-- begin Data entries --

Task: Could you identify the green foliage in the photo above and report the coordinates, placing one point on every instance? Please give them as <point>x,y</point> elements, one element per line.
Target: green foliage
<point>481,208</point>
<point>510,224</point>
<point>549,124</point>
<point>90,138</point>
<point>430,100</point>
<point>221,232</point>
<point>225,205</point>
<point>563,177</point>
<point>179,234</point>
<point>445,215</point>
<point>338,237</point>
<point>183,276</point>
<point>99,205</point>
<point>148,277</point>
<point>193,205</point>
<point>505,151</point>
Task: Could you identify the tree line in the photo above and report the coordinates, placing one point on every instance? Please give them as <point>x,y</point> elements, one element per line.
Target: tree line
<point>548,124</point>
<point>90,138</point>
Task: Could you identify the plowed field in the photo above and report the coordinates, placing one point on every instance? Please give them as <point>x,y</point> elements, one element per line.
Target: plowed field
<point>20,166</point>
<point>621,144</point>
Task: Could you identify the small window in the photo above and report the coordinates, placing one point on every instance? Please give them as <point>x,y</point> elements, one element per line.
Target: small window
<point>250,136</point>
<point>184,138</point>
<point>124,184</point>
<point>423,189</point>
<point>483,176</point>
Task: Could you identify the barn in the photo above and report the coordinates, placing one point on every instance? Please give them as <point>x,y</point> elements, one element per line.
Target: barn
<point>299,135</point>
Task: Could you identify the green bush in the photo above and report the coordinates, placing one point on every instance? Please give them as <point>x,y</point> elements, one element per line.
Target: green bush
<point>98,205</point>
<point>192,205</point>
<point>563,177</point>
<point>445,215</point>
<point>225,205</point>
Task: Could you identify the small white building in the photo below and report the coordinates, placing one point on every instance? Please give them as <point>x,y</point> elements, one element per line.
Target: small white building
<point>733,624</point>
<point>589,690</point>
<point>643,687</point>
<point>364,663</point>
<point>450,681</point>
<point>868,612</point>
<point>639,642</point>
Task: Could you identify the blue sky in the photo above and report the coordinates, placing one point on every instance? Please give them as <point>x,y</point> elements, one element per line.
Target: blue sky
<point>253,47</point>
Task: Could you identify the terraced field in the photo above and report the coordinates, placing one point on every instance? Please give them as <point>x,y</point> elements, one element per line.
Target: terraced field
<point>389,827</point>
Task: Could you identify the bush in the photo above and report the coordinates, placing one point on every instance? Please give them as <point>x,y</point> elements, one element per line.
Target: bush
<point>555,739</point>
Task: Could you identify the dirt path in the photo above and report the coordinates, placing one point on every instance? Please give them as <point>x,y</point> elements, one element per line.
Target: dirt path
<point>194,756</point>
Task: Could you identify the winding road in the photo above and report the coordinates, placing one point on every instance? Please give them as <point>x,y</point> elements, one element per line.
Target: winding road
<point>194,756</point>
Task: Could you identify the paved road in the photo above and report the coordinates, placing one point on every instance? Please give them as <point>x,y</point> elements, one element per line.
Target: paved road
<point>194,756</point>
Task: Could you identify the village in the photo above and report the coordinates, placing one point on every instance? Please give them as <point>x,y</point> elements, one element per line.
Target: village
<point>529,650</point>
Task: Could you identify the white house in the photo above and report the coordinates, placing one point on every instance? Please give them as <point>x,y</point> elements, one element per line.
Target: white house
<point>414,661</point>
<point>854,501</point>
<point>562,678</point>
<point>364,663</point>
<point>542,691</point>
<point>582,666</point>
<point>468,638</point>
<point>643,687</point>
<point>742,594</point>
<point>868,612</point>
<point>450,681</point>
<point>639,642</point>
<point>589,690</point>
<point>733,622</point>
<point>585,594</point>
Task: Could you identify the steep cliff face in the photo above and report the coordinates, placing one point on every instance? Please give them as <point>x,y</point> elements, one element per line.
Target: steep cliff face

-- end Data entries --

- _Problem_
Reproduce every item above line for line, keeping each line word for word.

- _Written solution_
Task: Could you identify the green foliage in the photo above and report the coordinates, placing one point on every instance? Please give them as <point>x,y</point> elements, one element per line.
Target: green foliage
<point>481,208</point>
<point>510,224</point>
<point>549,124</point>
<point>90,138</point>
<point>430,100</point>
<point>221,232</point>
<point>225,205</point>
<point>563,177</point>
<point>179,234</point>
<point>445,215</point>
<point>338,237</point>
<point>183,276</point>
<point>99,205</point>
<point>148,277</point>
<point>193,205</point>
<point>505,151</point>
Task: Could you identify the tree line in the photo above and report the coordinates, placing one point on every instance? Please give them as <point>x,y</point> elements, one element per line.
Target: tree line
<point>548,124</point>
<point>90,138</point>
Task: Could you identify the plowed field in the photo above and report the coordinates, placing one point on every instance? Please give them as <point>x,y</point> elements, one element per line.
Target: plowed field
<point>20,166</point>
<point>621,144</point>
Task: Could you identify the small window in the photo above and report the coordinates, placing one point on every instance? Please give them as <point>x,y</point> elements, one element per line.
Target: small window
<point>250,136</point>
<point>184,138</point>
<point>124,184</point>
<point>423,189</point>
<point>483,176</point>
Task: Could you identify the barn in the photo above and report the coordinates, placing one point on every instance? Please give them as <point>x,y</point> elements, one element per line.
Target: barn
<point>299,135</point>
Task: Could you identify the green bush in the photo above and report the coordinates, placing one point on every instance? Please give them as <point>x,y</point> elements, one element per line.
Target: green bush
<point>98,205</point>
<point>192,205</point>
<point>563,177</point>
<point>445,215</point>
<point>225,205</point>
Task: Could you identify the small white building in the photo below and report the coordinates, placing one point on every instance? Please give them as <point>x,y</point> elements, one element per line.
Target: small white building
<point>733,624</point>
<point>589,690</point>
<point>643,687</point>
<point>364,663</point>
<point>450,681</point>
<point>868,612</point>
<point>639,642</point>
Task: Could you identify the blue sky in the photo above and report the coordinates, placing one point on every instance? Please give them as <point>x,y</point> elements, one element per line.
Target: blue sky
<point>253,47</point>
Task: Could you identify the terraced field in the photo above and report the coordinates, placing one point on every instance? Please give them as <point>x,y</point> elements, one element per line.
Target: terraced field
<point>389,827</point>
Task: Could you identify the bush in the photo above and report the coordinates, placing one point on every instance? Please give them as <point>x,y</point> elements, one element per line.
Target: bush
<point>555,739</point>
Task: Could you identify the dirt path in the photo above and report the coordinates, placing one point on every instance? Please give them as <point>x,y</point> elements, one element per line.
Target: dirt path
<point>194,756</point>
Task: Could you identify the winding road in the photo above and report the coordinates, placing one point on every instance? Please give them as <point>x,y</point> elements, one element per line.
Target: winding road
<point>194,756</point>
Task: Could you identify the paved road in the photo above and report the coordinates, placing one point on every instance? Please give them as <point>x,y</point> elements, one element per line.
Target: paved road
<point>194,756</point>
Task: Could you identify the village in the photo above and report the coordinates, placing one point on every instance? Please give them as <point>x,y</point> elements, one element per line.
Target: village
<point>529,650</point>
Task: Could you identify the white house in the photo above and report the coordinates, placing one point on every instance? Please give them as <point>x,y</point> elements, one element per line.
Target: white house
<point>414,661</point>
<point>854,501</point>
<point>562,678</point>
<point>364,663</point>
<point>542,691</point>
<point>582,666</point>
<point>468,638</point>
<point>643,687</point>
<point>742,594</point>
<point>868,612</point>
<point>450,681</point>
<point>639,642</point>
<point>589,690</point>
<point>733,622</point>
<point>585,594</point>
Task: Could you identify the steep cliff face in the photo above and report the coordinates, placing one point on every instance? Please give them as <point>x,y</point> elements, one element per line.
Target: steep cliff face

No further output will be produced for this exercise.